* [WHAT THE TASK REQUIRES]: Reproduce everything from the line containing "For each instance of the player's tattooed" down to the end of the rows, switching "drop a single marker" to "place one point" wherever it occurs and leaving all else unchanged.

* [DATA IN THIS EXERCISE]:
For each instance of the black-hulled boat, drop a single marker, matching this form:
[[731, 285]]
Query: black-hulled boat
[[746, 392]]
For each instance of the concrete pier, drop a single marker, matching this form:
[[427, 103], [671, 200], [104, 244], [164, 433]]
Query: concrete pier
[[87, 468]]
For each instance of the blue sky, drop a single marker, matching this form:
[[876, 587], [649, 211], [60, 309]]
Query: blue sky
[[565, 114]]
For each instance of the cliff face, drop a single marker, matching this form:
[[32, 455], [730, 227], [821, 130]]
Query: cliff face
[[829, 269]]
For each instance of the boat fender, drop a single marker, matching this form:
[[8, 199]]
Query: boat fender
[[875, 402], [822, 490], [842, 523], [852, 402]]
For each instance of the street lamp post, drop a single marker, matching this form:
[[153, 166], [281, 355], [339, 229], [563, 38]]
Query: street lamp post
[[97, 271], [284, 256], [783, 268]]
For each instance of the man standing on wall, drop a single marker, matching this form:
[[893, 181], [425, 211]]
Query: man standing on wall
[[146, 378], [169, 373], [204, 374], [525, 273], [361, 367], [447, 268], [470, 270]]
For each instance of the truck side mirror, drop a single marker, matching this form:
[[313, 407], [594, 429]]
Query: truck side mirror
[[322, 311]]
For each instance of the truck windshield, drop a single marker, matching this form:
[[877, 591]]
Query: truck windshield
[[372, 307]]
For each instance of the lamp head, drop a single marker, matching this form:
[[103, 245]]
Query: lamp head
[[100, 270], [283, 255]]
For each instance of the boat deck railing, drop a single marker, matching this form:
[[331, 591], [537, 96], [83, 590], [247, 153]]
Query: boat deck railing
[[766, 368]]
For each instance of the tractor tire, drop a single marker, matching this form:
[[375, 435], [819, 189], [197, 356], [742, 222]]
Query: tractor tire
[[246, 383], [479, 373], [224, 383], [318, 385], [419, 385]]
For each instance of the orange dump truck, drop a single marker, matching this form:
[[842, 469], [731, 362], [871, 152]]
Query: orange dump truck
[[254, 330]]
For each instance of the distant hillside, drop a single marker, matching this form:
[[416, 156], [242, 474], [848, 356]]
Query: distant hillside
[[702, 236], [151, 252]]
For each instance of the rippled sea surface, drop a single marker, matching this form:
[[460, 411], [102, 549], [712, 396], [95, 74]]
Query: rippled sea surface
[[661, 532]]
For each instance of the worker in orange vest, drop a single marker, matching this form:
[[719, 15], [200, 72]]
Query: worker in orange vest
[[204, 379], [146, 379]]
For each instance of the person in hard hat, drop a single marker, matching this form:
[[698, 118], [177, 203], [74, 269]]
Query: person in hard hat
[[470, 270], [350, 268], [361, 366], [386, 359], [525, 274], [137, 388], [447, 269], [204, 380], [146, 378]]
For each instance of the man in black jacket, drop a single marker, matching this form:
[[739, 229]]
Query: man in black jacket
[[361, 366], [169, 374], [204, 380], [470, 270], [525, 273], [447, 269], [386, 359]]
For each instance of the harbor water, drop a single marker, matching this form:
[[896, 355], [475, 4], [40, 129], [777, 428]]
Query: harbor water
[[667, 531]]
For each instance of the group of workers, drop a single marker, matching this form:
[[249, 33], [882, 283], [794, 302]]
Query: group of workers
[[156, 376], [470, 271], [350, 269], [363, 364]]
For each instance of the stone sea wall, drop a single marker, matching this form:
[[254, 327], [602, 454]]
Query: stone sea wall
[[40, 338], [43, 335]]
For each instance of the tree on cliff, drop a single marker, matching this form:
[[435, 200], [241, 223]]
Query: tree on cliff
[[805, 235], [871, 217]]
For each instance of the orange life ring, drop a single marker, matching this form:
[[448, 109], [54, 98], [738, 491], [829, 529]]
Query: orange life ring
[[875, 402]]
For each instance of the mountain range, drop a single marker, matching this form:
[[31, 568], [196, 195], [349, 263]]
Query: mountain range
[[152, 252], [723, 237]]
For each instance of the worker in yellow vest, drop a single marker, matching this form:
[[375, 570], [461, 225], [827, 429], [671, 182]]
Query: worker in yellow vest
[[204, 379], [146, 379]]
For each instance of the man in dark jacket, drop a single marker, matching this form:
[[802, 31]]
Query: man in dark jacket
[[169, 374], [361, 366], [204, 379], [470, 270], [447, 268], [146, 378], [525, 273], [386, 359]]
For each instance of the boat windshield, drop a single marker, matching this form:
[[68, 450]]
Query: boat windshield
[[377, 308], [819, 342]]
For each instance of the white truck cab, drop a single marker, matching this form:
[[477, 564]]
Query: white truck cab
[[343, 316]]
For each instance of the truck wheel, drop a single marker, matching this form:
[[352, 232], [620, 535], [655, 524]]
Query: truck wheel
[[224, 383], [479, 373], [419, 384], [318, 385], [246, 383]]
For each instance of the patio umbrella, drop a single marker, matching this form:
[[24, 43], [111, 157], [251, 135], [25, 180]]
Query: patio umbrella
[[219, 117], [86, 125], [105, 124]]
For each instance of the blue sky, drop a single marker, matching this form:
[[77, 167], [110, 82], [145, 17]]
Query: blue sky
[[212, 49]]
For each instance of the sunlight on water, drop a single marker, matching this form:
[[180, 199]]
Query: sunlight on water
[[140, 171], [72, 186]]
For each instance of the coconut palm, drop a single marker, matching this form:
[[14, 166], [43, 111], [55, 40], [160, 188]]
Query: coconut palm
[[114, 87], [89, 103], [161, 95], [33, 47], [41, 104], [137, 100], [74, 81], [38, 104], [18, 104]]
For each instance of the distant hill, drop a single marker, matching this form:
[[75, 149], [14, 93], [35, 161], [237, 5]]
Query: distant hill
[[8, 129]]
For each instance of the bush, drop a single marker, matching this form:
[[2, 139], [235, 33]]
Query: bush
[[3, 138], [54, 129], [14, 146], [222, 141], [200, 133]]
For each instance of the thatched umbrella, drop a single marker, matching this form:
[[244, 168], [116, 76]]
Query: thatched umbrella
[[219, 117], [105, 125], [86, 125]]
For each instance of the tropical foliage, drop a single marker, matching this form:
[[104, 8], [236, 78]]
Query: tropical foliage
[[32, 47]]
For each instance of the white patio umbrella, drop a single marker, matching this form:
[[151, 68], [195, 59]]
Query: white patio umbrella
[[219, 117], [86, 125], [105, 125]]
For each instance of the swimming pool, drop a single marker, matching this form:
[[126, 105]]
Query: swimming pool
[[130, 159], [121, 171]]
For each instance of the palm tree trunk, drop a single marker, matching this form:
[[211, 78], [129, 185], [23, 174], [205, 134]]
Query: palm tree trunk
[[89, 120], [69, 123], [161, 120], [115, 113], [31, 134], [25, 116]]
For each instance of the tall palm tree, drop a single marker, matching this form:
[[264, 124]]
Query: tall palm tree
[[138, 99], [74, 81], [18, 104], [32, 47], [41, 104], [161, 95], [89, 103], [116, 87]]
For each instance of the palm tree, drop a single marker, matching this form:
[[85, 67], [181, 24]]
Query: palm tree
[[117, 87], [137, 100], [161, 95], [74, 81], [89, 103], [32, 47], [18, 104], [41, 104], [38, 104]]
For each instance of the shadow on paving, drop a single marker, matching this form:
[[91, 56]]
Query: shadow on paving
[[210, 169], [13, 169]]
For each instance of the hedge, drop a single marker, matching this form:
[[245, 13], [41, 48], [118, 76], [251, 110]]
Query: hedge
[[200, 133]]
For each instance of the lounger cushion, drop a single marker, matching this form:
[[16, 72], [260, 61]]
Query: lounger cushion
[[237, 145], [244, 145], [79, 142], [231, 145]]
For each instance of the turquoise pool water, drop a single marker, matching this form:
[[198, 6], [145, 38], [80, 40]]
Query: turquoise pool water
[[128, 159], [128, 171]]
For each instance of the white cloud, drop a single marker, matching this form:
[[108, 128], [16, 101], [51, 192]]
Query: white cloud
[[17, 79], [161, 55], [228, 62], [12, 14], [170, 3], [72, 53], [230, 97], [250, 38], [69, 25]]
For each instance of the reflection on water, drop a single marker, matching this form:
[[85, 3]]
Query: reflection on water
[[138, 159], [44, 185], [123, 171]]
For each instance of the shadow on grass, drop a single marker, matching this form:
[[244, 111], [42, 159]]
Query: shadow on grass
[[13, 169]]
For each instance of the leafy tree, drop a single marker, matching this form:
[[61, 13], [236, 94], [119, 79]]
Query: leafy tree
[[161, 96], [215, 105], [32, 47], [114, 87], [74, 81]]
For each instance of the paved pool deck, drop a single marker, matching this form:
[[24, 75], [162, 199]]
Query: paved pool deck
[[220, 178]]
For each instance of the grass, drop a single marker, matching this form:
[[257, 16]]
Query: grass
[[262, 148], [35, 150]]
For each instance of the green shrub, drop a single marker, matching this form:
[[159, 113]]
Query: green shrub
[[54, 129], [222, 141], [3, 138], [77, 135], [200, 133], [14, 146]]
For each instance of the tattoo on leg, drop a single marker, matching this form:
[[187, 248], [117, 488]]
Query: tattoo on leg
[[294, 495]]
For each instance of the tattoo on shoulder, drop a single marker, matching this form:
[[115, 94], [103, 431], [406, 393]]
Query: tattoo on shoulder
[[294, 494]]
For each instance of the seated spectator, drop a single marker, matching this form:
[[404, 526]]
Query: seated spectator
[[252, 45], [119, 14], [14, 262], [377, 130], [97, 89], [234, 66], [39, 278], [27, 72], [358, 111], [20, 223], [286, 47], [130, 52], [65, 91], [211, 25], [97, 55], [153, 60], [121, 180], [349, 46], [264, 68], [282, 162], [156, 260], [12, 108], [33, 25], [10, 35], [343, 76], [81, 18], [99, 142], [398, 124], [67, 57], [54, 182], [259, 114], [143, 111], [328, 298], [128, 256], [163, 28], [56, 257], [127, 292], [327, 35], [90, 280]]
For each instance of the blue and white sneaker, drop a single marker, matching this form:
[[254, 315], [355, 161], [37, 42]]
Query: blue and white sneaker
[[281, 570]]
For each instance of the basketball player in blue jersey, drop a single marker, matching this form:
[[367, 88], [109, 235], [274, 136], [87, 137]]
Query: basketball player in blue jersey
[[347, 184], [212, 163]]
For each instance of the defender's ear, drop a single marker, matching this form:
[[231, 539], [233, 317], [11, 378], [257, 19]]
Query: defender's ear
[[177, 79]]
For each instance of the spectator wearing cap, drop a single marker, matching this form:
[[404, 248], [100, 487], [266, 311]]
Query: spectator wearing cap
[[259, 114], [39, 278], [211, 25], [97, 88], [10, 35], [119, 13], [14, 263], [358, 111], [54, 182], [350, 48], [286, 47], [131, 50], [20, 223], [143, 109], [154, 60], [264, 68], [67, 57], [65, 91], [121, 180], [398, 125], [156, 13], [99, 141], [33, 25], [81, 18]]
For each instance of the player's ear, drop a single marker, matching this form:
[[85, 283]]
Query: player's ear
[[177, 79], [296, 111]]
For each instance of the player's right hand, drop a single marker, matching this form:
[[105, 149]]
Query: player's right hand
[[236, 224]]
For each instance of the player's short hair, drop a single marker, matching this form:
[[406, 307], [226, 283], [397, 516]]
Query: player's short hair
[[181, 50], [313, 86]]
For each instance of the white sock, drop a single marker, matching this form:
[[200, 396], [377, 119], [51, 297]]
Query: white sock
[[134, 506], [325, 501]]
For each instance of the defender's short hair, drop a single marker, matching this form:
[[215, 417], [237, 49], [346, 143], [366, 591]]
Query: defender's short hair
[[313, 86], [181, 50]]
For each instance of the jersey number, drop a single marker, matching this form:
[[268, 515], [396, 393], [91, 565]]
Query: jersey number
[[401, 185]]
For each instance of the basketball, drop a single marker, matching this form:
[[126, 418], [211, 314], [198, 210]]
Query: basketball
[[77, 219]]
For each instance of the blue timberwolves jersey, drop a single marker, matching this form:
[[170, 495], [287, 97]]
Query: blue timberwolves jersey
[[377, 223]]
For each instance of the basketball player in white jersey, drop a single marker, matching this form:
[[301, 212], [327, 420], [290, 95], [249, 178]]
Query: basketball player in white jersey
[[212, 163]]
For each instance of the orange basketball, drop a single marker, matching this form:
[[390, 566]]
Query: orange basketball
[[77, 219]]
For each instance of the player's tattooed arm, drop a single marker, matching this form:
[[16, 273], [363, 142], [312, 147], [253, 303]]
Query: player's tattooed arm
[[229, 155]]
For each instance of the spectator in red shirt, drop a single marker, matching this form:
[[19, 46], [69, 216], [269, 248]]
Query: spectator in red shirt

* [COMPLETE OUTPUT]:
For each instance of the player's tattooed arm, place one point, matching this form:
[[16, 273], [363, 142], [312, 147], [253, 303]]
Query: player's tattooed arm
[[229, 155]]
For each instance of the spectator in red shirt, place one point, matching this form:
[[19, 46], [69, 216], [269, 248]]
Query: spectator in red shirt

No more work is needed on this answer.